┌──
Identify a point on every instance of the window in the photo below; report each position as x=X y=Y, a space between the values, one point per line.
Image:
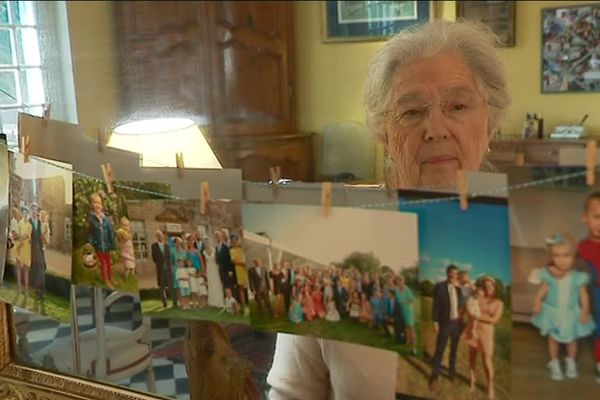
x=21 y=72
x=140 y=243
x=35 y=63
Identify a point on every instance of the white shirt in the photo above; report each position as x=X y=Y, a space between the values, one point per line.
x=453 y=301
x=318 y=369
└──
Leaving the pictures out, write out every entry exactly.

_WRITTEN REPLY:_
Identify a point on every instance of the window in the photo below; report each position as x=X y=Y, a space between the values, one point per line.
Image:
x=21 y=72
x=140 y=243
x=35 y=63
Identify a point on every instance of the white shirt in the photo above; report each position as x=X y=Y, a space between the values, one point per line.
x=453 y=301
x=318 y=369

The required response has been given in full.